Halaman ▸
---

Selasa, 10 Januari 2012

ANAK MATAHARI

-->
Ini hari pertama aku menjadi guru kelas. Mendebarkan. Disamping karena guru kelas memiliki tanggungjawab yang lebih besar , juga karena aku belum kenal sama sekali dengan siswaku.
Jam ke nol hari ini kumanfaatkan untuk berkenalan dengan siswa kelas III. Sebelum masuk kelas kurapikan pakaianku. Selanjutnya kubuka perkenalan hari itu dengan ucapan salam. Sepuluh menit sebelum jam pelajaran pertama dimulai, aku memberikan kesempatan pada siswa yang ingin bertanya. Seorang siswa yang duduk paling depan mengangkat tangannya. Sebenarnya sejak masuk kelas tadi aku melihat kejanggalan pada anak ini, tapi aku tidak punya keberanian untuk memperhatikan secara saksama. Saat siswa ini bertanya, aku mendapat kesempatan untuk menemukan kejanggalan yang tadi kusimpan. Ya Allah ternyata anak ini memang tidak sesempurna temannya. Jari tangan dan kakinya tidak lengkap, tidak punya siku tangan dan kaki, tingginya pun tak ada satu meter. Tapi luar biasa Allah menitipkan jiwa percaya diri  padanya.
“Panggilannya siapa mas?” aku mendekat ke tempat duduknya.
“Ebi”
“Mas Ebi mau tanya apa sama bu guru?”
“Bu guru sudah berapa lama mengajar?”
“ Sebenarnya bu guru sudah enam bulan menjadi guru di yayasan kita. Sebelum mengajar di sini,  bu guru di tempatkan di sekolah cabang yang lain” terangku.
Nampaknya Ebi faham dengan jawaban yang aku berikan.
Hari Senin biasanya hari yang paling ditunggu-tunggu siswa di kelasku. Mereka berebut mengajukan diri menjadi petugas upacara. Tak terkecuali Ebi. Ekb mengajukan diri menjadi petugas pembawa pancasila.

---

Butir data tersimpan:
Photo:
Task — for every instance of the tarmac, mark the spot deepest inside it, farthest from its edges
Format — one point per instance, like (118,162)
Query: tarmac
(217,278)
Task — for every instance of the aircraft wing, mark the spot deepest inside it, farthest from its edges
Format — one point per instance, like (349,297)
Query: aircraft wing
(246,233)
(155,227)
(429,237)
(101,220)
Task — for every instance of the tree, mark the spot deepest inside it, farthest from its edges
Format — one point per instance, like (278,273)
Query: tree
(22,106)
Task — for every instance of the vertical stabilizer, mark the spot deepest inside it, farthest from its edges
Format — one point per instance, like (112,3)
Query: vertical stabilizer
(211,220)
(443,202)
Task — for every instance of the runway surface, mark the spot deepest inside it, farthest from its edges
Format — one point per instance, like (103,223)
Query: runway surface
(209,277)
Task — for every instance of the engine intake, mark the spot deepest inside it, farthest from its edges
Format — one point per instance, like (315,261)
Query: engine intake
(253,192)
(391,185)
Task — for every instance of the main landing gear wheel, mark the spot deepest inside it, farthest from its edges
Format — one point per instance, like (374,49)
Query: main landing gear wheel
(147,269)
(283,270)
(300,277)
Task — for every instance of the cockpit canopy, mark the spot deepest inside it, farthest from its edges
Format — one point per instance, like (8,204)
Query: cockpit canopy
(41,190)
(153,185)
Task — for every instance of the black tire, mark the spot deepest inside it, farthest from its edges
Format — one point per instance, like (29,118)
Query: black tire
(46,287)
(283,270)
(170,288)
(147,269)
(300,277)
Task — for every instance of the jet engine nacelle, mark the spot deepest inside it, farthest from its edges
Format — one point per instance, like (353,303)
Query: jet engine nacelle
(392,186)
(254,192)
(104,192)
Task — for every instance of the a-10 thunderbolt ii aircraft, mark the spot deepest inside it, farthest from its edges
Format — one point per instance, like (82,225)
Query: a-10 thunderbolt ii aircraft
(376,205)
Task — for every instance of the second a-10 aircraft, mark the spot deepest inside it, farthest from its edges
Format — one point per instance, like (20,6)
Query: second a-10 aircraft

---

Yang Dikerjakan ▸
Jawab pertanyaan berikut dari cerita di atas:
1. Untuk apa jam ke nol dimanfaatkan pada hari pertama bu guru menjadi guru kelas?
2. Sudah berapa lama bu guru menjadi guru di yayasan itu?
3. Hari apa yang biasanya paling ditunggu-tunggu siswa di kelasnya?

Jawaban Lengkap ▸
1. Untuk berkenalan dengan siswa kelas III.
2. Enam bulan.
3. Hari Senin.